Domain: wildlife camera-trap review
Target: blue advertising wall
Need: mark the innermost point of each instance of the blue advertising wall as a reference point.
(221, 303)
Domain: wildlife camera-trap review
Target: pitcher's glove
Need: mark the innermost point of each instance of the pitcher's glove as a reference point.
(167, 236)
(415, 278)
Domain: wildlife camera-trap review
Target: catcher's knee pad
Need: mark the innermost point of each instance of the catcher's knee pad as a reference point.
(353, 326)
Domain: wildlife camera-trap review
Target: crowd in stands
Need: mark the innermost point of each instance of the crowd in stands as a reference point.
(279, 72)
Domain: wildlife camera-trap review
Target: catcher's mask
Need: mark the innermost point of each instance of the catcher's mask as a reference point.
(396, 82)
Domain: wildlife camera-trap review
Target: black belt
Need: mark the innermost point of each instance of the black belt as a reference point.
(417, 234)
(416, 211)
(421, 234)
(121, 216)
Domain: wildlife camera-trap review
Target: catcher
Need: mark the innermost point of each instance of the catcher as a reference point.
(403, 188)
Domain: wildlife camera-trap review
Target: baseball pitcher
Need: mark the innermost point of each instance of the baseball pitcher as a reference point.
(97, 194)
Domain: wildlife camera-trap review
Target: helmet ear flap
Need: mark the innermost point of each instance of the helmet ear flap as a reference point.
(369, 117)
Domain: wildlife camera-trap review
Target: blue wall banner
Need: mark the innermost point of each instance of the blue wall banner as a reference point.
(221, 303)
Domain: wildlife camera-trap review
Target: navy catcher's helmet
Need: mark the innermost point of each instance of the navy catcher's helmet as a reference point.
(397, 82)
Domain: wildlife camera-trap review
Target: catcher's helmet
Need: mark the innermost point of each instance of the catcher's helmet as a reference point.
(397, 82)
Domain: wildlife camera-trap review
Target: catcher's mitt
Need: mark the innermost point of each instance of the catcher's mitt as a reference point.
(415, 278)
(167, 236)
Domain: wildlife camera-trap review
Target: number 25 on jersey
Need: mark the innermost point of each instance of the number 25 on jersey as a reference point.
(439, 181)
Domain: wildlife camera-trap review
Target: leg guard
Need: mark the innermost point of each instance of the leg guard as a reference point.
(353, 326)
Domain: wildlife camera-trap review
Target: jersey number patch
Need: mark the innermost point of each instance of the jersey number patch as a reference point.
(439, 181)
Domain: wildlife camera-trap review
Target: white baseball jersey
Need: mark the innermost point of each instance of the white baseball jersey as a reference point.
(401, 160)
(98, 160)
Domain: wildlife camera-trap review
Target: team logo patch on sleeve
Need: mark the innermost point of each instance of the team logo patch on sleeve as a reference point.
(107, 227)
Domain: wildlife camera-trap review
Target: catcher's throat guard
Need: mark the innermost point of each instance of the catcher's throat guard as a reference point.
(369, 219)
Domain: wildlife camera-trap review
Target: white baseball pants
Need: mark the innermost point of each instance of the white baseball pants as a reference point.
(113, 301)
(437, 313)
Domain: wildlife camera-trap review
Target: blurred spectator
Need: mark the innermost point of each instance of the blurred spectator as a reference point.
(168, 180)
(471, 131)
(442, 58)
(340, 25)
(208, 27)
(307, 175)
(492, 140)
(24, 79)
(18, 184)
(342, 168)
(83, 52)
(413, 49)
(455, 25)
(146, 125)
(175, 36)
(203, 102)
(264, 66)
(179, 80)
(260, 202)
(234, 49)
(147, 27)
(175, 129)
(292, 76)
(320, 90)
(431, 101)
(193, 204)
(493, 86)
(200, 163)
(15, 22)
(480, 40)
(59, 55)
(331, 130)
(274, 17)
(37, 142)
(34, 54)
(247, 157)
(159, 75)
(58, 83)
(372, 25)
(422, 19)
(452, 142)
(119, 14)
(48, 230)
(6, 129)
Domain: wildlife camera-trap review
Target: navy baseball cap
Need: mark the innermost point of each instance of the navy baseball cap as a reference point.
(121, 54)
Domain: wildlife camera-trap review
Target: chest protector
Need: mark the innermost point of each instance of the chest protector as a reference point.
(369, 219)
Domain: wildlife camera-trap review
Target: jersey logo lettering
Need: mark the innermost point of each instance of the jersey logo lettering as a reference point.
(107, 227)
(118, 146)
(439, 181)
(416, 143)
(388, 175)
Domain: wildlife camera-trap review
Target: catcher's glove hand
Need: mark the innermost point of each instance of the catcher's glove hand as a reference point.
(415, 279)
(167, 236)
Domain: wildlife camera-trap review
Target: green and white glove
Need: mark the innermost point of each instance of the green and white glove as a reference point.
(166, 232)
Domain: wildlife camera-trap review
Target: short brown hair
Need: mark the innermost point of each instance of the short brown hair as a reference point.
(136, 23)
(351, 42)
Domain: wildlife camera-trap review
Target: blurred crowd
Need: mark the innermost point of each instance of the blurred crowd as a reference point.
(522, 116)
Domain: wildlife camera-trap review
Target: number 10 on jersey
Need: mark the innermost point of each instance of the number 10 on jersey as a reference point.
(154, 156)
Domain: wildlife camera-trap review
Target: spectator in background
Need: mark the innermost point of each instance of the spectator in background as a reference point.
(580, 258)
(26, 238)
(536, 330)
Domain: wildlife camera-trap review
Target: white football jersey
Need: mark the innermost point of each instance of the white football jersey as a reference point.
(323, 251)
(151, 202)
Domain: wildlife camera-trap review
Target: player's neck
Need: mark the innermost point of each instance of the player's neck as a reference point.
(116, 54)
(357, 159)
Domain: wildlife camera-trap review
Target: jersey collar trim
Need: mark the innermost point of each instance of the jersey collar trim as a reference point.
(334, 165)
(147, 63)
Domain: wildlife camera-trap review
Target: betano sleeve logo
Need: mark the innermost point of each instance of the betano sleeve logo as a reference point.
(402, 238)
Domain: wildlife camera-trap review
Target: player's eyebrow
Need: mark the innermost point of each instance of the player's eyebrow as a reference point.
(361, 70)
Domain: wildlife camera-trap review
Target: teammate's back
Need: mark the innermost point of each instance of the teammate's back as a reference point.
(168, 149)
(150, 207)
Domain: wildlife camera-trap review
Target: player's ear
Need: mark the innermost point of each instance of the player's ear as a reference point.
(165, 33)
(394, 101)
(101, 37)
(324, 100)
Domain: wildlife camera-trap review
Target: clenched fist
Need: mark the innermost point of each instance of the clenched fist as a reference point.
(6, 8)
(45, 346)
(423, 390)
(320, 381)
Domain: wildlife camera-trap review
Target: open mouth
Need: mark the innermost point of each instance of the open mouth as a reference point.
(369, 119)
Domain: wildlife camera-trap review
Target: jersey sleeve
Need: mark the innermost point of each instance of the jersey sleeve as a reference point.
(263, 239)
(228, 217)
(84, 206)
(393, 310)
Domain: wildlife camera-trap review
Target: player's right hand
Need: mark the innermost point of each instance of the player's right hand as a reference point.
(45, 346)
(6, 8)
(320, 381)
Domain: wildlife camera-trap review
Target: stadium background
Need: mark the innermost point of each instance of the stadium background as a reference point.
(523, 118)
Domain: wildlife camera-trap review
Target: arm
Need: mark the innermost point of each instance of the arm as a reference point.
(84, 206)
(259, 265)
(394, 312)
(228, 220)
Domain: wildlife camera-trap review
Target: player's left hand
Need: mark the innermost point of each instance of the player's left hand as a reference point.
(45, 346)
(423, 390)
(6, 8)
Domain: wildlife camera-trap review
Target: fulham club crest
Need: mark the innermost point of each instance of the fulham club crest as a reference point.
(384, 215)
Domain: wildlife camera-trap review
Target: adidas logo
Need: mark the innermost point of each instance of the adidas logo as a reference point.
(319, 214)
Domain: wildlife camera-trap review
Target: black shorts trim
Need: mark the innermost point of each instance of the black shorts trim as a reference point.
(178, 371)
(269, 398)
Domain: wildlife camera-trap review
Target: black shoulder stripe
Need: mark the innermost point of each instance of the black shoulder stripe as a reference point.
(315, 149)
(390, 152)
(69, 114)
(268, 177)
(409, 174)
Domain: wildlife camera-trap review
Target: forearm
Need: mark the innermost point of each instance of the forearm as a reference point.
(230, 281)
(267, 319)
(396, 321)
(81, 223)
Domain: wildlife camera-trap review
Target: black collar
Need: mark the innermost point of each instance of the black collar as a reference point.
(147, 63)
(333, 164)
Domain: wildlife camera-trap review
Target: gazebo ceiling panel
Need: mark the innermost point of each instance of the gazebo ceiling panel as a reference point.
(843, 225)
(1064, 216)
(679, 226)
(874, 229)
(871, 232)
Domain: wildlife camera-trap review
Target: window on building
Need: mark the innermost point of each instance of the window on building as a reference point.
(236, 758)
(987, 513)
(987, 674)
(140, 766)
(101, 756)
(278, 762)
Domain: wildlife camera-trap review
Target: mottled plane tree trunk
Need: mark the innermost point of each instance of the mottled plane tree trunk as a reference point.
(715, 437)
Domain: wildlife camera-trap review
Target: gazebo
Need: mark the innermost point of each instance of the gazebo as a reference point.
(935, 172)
════════
EXERCISE DESCRIPTION
The first line of the entries, the line with "Target: catcher's knee pad", and every line between them should be retyped exactly, and nothing else.

ANSWER TO THIS EXERCISE
Domain: wildlife camera-trap review
Target: blue advertising wall
Need: mark the innermost point of each instance of the blue advertising wall as a reference point.
(221, 303)
Domain: wildlife camera-trap review
Target: pitcher's glove
Need: mark the innermost point of each instance of the pitcher's glove as a reference point.
(167, 236)
(415, 278)
Domain: wildlife camera-trap review
Target: catcher's knee pad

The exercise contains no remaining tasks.